(Coordinate annotation entries)
· · · ·

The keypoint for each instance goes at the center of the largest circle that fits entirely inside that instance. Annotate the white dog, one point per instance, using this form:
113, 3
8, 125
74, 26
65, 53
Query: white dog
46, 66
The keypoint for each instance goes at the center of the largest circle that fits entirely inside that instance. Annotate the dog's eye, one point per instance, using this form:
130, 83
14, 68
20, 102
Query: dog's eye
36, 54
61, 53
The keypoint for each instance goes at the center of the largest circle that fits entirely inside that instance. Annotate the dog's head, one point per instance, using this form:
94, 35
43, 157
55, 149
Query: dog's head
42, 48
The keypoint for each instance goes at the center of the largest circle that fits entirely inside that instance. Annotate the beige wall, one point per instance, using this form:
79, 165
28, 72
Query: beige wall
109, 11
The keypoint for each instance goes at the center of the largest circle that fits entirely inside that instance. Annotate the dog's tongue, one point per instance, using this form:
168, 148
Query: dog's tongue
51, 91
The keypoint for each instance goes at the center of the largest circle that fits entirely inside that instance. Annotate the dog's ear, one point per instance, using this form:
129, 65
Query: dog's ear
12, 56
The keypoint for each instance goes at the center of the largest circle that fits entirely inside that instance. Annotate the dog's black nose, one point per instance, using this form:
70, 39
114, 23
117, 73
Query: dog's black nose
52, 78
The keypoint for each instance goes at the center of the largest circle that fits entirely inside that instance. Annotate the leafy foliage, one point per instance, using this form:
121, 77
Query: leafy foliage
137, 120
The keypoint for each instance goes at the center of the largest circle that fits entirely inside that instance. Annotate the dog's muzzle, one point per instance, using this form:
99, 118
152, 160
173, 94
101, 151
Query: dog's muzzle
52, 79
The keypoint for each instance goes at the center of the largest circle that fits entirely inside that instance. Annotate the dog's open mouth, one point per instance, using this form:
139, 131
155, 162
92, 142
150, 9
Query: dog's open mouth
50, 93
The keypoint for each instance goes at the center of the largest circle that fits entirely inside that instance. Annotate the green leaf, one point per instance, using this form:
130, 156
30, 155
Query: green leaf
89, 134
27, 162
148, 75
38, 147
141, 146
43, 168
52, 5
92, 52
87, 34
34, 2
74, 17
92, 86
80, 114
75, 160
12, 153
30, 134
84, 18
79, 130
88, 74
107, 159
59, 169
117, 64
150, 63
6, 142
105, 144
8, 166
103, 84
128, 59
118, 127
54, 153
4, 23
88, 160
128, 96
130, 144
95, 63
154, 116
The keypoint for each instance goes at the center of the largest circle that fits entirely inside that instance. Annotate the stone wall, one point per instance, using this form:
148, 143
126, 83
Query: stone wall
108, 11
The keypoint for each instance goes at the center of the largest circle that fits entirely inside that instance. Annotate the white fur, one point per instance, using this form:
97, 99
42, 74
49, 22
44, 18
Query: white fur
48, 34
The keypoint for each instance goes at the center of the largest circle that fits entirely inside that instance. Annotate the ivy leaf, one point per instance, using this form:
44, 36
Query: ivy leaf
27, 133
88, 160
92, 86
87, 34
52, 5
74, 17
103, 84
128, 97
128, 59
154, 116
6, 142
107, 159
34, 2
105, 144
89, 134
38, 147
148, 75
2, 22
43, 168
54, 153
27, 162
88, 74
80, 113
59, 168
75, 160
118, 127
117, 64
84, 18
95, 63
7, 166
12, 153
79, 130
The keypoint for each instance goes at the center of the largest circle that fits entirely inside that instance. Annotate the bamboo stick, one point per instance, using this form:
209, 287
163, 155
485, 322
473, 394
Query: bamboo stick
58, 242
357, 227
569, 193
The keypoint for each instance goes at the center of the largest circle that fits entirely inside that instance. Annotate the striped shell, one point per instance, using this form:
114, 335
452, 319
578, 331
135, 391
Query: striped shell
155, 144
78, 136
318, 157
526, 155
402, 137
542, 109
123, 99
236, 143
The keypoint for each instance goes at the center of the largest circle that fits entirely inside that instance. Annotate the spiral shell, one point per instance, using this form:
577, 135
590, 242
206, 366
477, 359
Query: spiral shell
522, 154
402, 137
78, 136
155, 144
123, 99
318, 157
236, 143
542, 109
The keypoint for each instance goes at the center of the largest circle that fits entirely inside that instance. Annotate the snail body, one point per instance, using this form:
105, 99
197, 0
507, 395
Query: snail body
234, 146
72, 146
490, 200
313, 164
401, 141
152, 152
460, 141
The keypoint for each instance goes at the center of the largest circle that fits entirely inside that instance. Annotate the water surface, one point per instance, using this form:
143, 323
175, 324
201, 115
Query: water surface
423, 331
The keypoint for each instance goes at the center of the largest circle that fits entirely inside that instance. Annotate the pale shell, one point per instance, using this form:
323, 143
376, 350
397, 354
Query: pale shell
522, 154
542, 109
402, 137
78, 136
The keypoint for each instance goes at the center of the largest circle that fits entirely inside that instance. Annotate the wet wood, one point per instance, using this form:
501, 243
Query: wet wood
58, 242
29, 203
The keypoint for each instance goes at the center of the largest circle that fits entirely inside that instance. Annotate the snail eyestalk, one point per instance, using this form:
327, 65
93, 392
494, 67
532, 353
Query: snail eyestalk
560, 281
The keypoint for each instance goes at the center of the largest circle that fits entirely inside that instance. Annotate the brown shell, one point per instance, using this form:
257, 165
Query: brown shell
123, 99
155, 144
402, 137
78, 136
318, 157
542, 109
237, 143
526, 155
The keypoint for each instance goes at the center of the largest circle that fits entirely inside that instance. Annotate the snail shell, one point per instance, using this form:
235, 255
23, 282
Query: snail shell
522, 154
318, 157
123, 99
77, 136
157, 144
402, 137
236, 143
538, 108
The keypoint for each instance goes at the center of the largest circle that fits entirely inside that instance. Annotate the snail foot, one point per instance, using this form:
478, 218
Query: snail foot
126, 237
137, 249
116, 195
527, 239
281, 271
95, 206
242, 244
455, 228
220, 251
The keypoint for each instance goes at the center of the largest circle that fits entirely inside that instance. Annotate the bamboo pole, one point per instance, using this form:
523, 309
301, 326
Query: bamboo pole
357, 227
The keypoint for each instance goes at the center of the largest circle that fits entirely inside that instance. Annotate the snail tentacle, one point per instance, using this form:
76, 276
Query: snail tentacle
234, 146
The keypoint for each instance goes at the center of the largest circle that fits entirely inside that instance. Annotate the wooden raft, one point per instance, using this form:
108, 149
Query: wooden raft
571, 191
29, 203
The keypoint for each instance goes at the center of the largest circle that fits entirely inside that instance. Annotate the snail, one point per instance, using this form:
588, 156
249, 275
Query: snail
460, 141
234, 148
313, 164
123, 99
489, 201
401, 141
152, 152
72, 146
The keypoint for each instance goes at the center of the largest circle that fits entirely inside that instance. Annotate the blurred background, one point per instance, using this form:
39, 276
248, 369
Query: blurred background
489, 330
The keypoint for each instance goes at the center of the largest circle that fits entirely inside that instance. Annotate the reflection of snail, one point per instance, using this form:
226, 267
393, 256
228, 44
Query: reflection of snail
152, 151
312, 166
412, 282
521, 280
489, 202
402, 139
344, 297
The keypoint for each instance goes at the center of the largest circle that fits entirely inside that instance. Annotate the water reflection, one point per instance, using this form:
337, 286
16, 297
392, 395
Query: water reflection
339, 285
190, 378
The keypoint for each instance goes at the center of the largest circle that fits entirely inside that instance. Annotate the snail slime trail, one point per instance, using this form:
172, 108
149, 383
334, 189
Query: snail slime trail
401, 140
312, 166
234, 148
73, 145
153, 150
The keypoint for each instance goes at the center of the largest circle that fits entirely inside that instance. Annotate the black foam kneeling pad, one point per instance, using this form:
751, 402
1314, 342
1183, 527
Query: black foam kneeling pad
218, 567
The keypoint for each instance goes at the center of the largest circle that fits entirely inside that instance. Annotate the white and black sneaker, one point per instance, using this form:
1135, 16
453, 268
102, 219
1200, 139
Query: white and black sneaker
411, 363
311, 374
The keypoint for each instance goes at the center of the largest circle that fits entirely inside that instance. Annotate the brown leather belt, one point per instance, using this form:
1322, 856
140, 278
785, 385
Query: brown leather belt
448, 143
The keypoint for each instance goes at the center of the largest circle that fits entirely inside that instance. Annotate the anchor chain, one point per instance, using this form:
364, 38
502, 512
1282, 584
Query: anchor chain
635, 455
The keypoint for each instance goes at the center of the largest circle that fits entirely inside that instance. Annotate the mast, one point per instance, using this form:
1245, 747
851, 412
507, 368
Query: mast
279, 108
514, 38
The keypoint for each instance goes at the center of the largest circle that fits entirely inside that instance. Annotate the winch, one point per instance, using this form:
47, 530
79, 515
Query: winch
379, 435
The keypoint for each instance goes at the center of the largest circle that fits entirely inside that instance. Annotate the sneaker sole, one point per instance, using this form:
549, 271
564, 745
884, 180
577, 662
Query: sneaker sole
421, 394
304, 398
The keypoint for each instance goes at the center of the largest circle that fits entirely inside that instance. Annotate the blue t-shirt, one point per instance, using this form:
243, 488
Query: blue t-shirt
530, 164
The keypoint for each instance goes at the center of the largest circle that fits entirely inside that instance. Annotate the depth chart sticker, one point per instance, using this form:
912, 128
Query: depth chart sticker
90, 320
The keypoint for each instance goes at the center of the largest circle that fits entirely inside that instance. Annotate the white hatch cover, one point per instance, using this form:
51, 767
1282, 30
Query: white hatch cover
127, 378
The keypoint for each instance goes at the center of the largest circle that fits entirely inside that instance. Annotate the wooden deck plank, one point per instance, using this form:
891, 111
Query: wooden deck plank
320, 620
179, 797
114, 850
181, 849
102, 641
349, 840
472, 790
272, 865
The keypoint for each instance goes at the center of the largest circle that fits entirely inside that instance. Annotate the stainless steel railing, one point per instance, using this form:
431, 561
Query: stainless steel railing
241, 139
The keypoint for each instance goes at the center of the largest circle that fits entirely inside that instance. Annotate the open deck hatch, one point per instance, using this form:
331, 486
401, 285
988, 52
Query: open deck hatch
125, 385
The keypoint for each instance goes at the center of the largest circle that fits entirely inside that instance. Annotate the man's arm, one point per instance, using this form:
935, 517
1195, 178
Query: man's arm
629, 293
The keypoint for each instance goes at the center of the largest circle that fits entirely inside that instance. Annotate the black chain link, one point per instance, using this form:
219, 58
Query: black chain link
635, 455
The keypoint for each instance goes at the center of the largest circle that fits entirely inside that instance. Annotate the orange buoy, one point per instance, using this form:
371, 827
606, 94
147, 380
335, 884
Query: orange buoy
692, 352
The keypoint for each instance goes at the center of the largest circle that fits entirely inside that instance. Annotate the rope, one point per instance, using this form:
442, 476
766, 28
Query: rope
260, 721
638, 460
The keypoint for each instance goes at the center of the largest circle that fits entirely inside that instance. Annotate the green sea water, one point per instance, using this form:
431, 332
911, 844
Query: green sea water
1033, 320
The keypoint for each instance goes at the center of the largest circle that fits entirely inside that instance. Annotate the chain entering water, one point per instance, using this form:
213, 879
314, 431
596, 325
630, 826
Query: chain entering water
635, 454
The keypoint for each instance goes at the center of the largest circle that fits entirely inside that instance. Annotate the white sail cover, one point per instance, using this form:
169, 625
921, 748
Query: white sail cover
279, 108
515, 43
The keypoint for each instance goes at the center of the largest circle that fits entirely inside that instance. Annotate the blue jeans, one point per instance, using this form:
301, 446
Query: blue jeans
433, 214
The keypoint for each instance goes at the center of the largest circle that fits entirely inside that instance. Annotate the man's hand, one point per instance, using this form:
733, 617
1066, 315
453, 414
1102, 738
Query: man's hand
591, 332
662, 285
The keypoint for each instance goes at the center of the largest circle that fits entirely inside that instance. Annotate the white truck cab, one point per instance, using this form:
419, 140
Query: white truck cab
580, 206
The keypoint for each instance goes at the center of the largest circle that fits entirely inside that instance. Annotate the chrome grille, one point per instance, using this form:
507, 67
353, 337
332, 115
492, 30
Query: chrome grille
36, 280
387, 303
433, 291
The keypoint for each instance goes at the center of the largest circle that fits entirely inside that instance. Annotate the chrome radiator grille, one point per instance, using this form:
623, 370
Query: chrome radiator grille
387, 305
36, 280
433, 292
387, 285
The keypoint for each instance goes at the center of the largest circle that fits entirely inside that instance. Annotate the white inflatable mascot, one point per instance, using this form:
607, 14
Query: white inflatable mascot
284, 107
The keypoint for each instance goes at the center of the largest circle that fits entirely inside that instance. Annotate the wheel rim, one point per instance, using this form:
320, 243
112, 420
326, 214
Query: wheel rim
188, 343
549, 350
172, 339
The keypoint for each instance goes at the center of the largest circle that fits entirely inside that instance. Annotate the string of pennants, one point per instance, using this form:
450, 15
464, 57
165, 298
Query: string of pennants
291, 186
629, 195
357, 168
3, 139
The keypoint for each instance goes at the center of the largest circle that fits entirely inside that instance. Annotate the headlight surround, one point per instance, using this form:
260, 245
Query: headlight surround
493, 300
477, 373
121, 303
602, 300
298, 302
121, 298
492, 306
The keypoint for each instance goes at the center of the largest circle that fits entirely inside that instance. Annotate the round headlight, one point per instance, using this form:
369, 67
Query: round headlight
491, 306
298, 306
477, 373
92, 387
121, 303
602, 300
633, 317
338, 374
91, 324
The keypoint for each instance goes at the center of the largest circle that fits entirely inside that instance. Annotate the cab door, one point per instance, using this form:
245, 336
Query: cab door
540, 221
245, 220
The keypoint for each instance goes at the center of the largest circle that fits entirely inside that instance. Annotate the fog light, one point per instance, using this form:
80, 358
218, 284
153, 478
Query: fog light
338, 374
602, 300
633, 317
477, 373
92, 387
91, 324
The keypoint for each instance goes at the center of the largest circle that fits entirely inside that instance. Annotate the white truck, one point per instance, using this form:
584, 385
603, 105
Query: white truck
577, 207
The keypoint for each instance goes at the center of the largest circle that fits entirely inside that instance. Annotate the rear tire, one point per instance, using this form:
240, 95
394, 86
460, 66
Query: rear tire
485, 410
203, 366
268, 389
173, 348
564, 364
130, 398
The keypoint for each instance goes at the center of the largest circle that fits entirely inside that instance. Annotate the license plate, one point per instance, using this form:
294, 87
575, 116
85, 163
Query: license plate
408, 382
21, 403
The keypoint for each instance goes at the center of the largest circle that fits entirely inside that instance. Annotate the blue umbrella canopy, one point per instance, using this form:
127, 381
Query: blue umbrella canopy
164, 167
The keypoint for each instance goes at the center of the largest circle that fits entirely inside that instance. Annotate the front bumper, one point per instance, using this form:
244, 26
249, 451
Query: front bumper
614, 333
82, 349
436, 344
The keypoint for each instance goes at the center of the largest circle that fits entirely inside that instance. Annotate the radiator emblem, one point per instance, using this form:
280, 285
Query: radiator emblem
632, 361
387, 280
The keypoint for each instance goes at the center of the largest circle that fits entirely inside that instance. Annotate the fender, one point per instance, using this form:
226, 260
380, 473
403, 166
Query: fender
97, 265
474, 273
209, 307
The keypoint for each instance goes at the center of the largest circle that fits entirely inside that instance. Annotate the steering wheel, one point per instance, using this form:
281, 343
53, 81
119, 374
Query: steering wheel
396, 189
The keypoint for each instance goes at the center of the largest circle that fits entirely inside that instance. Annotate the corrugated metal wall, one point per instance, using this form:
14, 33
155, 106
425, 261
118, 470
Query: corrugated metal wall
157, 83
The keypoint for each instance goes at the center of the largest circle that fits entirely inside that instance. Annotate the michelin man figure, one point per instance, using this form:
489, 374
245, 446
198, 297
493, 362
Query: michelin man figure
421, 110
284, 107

· · · ·

■ Goal
Quote, without any change, each line from the one that contains "the blue umbrella" through the end of the material.

■ Output
The keypoint for each instance goes at the center of the largest circle that fits entirely inside that instance. Annotate the blue umbrella canopy, one point per instance, using this form:
127, 381
Query: blue umbrella canopy
164, 167
The keypoint for each instance goes at the center of the largest circle that fits entirely inside that instance. Annotate the front bumper, one point per instance, using this form:
244, 26
249, 451
Query: front bumper
614, 333
82, 349
436, 344
The keypoint for each instance goes at the center of the largest circle that fits entirely inside that instance. Annotate the radiator emblem, one point per instance, using this form:
280, 285
Query: radiator emblem
632, 361
387, 280
The keypoint for each instance goes at the center of the largest circle that fits entirely inside that instance. Annotate the fender, one point per instance, using this form:
226, 260
380, 473
403, 166
Query: fender
97, 265
474, 273
209, 307
The keypoint for each instance goes at the center of the largest circle that fits entirely inside that instance. Annotate the steering wheel, one point per instance, using this form:
281, 343
53, 81
119, 374
Query: steering wheel
396, 189
The keypoint for each instance goes at the center of the largest circle that fits entirely inside that instance. Annotate the corrugated metal wall, one point per instance, using this form:
14, 33
155, 106
425, 261
118, 470
Query: corrugated metal wall
157, 83
The keypoint for each instance goes at the center of the largest circle that fits entirely inside that instance. Annotate the michelin man figure, one point per instance, using this form:
489, 374
245, 446
198, 297
493, 362
Query: michelin man figure
421, 110
284, 107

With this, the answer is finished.